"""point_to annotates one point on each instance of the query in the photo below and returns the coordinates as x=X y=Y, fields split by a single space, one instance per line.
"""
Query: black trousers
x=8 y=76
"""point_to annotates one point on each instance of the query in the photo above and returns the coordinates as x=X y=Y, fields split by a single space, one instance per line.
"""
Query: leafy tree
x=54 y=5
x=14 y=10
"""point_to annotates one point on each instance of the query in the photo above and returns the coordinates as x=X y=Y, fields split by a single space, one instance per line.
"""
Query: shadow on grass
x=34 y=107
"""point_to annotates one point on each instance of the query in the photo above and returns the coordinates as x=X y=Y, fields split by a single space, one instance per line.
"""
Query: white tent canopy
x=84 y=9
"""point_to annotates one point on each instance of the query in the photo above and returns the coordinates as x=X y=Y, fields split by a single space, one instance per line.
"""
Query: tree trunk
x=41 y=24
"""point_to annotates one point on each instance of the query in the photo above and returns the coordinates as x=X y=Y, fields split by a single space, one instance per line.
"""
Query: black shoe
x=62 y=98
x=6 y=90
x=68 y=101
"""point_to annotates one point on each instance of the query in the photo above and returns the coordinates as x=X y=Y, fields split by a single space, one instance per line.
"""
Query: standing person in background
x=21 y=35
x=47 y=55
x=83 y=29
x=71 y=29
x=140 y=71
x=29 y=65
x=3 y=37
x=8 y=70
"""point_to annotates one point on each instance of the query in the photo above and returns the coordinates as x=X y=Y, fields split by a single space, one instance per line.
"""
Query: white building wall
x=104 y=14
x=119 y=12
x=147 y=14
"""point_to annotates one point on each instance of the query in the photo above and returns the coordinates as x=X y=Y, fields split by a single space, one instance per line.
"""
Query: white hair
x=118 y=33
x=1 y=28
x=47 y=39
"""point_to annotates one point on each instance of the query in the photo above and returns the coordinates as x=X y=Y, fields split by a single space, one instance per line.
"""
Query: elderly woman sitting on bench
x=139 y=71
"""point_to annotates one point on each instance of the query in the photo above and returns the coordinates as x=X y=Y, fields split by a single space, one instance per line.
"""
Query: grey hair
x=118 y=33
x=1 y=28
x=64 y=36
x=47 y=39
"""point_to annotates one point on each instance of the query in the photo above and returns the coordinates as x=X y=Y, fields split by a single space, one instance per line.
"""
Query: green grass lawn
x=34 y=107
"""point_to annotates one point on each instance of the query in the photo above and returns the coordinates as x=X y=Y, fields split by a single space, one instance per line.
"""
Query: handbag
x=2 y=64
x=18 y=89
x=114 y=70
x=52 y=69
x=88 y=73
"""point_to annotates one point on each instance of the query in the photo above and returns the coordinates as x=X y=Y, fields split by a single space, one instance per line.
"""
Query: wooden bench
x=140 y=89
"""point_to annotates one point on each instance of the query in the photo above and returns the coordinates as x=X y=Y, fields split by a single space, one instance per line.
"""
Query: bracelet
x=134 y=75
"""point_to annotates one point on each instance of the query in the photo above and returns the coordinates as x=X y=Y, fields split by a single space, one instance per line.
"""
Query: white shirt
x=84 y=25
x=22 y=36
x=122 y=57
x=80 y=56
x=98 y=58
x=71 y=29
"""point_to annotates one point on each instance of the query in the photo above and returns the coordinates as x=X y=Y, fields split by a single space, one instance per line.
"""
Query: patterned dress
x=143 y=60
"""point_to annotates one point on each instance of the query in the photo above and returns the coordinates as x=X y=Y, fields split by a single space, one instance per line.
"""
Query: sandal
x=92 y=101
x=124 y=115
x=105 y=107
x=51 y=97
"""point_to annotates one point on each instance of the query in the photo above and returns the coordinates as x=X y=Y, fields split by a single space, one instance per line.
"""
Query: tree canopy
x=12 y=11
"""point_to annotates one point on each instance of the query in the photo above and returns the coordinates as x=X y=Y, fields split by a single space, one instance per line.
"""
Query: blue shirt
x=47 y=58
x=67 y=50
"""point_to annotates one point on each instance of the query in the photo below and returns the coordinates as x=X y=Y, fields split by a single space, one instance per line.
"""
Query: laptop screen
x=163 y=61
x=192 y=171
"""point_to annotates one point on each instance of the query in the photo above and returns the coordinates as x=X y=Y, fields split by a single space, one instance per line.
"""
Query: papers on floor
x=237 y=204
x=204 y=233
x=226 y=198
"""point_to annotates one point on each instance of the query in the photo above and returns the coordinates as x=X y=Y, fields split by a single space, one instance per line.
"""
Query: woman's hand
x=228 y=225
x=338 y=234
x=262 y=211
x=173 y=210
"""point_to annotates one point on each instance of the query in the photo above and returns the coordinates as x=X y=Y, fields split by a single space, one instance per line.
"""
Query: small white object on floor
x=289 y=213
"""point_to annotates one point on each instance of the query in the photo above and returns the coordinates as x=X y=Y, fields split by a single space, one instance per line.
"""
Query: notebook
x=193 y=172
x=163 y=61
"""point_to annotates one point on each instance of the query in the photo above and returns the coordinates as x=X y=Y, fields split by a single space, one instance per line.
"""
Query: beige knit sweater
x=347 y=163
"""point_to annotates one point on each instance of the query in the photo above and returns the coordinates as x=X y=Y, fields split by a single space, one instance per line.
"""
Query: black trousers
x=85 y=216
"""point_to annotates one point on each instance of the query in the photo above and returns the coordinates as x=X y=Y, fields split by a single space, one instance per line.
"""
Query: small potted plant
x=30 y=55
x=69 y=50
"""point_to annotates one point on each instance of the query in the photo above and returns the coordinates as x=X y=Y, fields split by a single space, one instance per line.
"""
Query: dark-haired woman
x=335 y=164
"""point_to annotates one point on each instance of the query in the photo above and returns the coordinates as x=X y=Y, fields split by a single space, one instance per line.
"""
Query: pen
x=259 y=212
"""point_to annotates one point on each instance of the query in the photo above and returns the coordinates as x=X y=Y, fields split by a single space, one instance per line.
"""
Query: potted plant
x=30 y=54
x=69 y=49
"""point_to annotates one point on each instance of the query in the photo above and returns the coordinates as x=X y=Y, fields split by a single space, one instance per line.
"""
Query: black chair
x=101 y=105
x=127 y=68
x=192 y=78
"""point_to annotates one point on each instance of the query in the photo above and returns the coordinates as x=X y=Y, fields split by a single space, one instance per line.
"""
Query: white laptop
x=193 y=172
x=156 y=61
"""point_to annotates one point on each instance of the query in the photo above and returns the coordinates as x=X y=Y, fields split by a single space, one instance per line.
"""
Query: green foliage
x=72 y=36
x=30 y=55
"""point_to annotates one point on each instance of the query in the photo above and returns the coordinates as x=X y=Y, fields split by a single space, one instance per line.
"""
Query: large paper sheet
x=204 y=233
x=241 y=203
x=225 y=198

*****

§ EXERCISE INSTRUCTIONS
Print out an identical copy of the whole listing.

§ TASK ANSWER
"""point_to annotates one point on each instance of the query in the photo below and returns the coordinates as x=X y=Y, fields split by a single space, one instance per line.
"""
Query: black trousers
x=8 y=76
"""point_to annotates one point on each instance of the query in the photo above and returns the coordinates as x=X y=Y, fields split by a single space, one instance per line.
"""
Query: leafy tree
x=54 y=5
x=14 y=10
"""point_to annotates one point on each instance of the query in the photo above and returns the coordinates as x=X y=Y, fields split by a single space, one instance per line.
"""
Query: shadow on grass
x=34 y=107
"""point_to annotates one point on each instance of the query in the photo above and returns the coordinates as x=X y=Y, fields split by a single space, one instance per line.
"""
Query: white tent canopy
x=84 y=9
"""point_to annotates one point on each instance of the query in the photo above and returns the coordinates as x=X y=Y, fields split by a single space, one instance per line.
"""
Query: tree trunk
x=41 y=24
"""point_to annotates one point on each instance of the query in the photo above and returns the coordinates as x=X y=Y, fields split by a single space, one instance per line.
"""
Query: black shoe
x=62 y=98
x=6 y=90
x=68 y=101
"""point_to annotates one point on each instance of the query in the photo above and returns the coordinates as x=X y=Y, fields split by a single space, one instance per line.
"""
Query: standing person in background
x=21 y=35
x=47 y=55
x=83 y=29
x=71 y=29
x=140 y=71
x=29 y=65
x=3 y=37
x=8 y=70
"""point_to annotates one point on each instance of the query in the photo above and returns the coordinates as x=X y=Y, fields split by a single space, one instance per line.
"""
Query: white building wall
x=104 y=14
x=119 y=12
x=147 y=14
"""point_to annotates one point on each instance of the query in the photo above and returns the coordinates as x=X y=Y, fields split by a single space, one instance per line.
"""
Query: white hair
x=118 y=33
x=1 y=28
x=47 y=39
"""point_to annotates one point on each instance of the query in the photo above and returns the coordinates as x=X y=Y, fields split by a single space, one instance per line.
"""
Query: elderly woman sitting on bench
x=139 y=71
"""point_to annotates one point on each instance of the query in the photo above and returns the coordinates as x=X y=Y, fields split by a single space, one instance per line.
"""
Query: grey hair
x=118 y=33
x=1 y=28
x=64 y=36
x=47 y=39
"""point_to annotates one point on each instance of the query in the photo above and returns the coordinates as x=X y=Y, fields split by a single space, one instance per line.
"""
Query: green grass lawn
x=34 y=107
"""point_to annotates one point on each instance of the query in the photo above and returns the coordinates as x=X y=Y, fields split by a single space, one instance per line.
"""
Query: handbag
x=2 y=64
x=18 y=89
x=114 y=70
x=52 y=69
x=88 y=73
"""point_to annotates one point on each instance of the query in the photo above and returns the coordinates as x=X y=Y, fields split by a single space, one instance per line.
"""
Query: wooden bench
x=140 y=89
"""point_to annotates one point on each instance of the query in the photo above and returns the coordinates as x=X y=Y, fields split by a single space, one instance per line.
"""
Query: bracelet
x=134 y=75
"""point_to annotates one point on each instance of the query in the photo above and returns the coordinates as x=X y=Y, fields split by a single space, one instance per line.
"""
Query: white shirt
x=84 y=25
x=22 y=36
x=122 y=57
x=80 y=56
x=98 y=58
x=71 y=29
"""point_to annotates one point on each instance of the query in the photo above and returns the coordinates as x=X y=Y, fields split by a single space, one instance per line.
"""
Query: patterned dress
x=143 y=60
"""point_to annotates one point on each instance of the query in the photo above and returns the coordinates as x=X y=Y, fields split by a single space, one instance per line.
"""
Query: sandal
x=92 y=101
x=124 y=115
x=105 y=107
x=51 y=97
"""point_to annotates one point on each instance of the query in the photo above and returns the coordinates as x=X y=Y, fields split by a single space, one instance per line.
"""
Query: tree canopy
x=12 y=11
"""point_to annotates one point on each instance of the query in the photo above and returns the coordinates as x=X y=Y, fields split by a single space, one instance per line.
"""
Query: blue shirt
x=47 y=58
x=67 y=50
"""point_to annotates one point on each instance of the query in the photo below and returns the coordinates as x=X y=Y, fields split by a single space, one instance per line.
"""
Query: laptop screen
x=163 y=61
x=192 y=171
"""point_to annotates one point on each instance of the query in the photo above and returns the coordinates as x=X y=Y, fields split by a single space, one instance per line.
"""
Query: papers on floor
x=237 y=204
x=204 y=233
x=226 y=198
"""point_to annotates one point on each instance of the query in the photo above and returns the coordinates as x=X y=Y, fields split by a single space, one instance per line.
"""
Query: woman's hand
x=228 y=225
x=338 y=234
x=262 y=211
x=173 y=210
"""point_to annotates one point on each instance of the query in the photo above and returns the coordinates as x=X y=Y, fields split by a single space, one instance per line.
"""
Query: small white object on floor
x=289 y=213
"""point_to annotates one point on each instance of the query in the photo above and returns the coordinates as x=X y=Y, fields split by a single space, one instance per line.
"""
Query: notebook
x=193 y=172
x=163 y=61
"""point_to annotates one point on each instance of the query in the photo above and returns the coordinates as x=X y=Y, fields split by a single space, one instance per line.
"""
Query: beige knit sweater
x=347 y=163
"""point_to annotates one point on each instance of the query in the photo above and returns the coordinates as x=X y=Y, fields split by a single space, one instance per line.
"""
Query: black trousers
x=85 y=216
"""point_to annotates one point on each instance of the query in the photo above and returns the coordinates as x=X y=Y, fields split by a single space, one instance per line.
"""
Query: small potted plant
x=30 y=55
x=69 y=50
"""point_to annotates one point on each instance of the query in the photo above and returns the coordinates as x=X y=Y, fields split by a single space, one instance per line.
"""
Query: dark-haired woman
x=335 y=164
"""point_to annotates one point on each instance of the query in the photo above and returns the coordinates as x=X y=Y, fields split by a single space, one instance per line.
"""
Query: pen
x=259 y=212
"""point_to annotates one point on each instance of the query in the photo above and returns the coordinates as x=X y=Y, fields split by a single space, one instance per line.
"""
Query: potted plant
x=30 y=54
x=69 y=49
"""point_to annotates one point on each instance of the query in the photo above and returns the coordinates as x=X y=Y, fields split by a single space, one instance per line.
"""
Query: black chair
x=101 y=105
x=127 y=68
x=192 y=78
"""point_to annotates one point on each instance of the query in the photo above and returns the coordinates as x=X y=Y, fields split by a single space, one instance per line.
"""
Query: white laptop
x=193 y=172
x=156 y=61
"""point_to annotates one point on each instance of the query in the photo above and returns the coordinates as x=X y=Y, fields split by a single space, one instance per line.
"""
Query: green foliage
x=72 y=36
x=30 y=55
"""point_to annotates one point on each instance of the query in the photo above and returns the coordinates as x=X y=Y, fields split by a single space, one instance per line.
"""
Query: large paper sheet
x=204 y=233
x=241 y=203
x=225 y=198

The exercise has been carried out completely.